Please copy out every one of the rows below with no changes at all.

Dataset excerpt:
◆ ◆ ◆ ◆

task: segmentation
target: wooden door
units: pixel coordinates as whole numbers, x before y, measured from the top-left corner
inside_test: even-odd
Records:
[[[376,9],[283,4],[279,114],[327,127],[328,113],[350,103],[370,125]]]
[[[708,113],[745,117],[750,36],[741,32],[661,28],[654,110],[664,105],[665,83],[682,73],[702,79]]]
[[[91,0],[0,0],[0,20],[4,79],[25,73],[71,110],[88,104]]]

◆ ◆ ◆ ◆

_Solution to this task_:
task: segmentation
target: wooden door
units: pixel coordinates as whole numbers, x before y, measured from the top-left corner
inside_test: even-odd
Records:
[[[376,9],[283,4],[279,114],[327,127],[328,113],[350,103],[370,125]]]
[[[708,113],[745,117],[750,36],[741,32],[661,28],[654,110],[664,105],[665,83],[682,73],[702,79]]]
[[[91,0],[0,0],[0,20],[4,79],[25,73],[71,110],[88,104]]]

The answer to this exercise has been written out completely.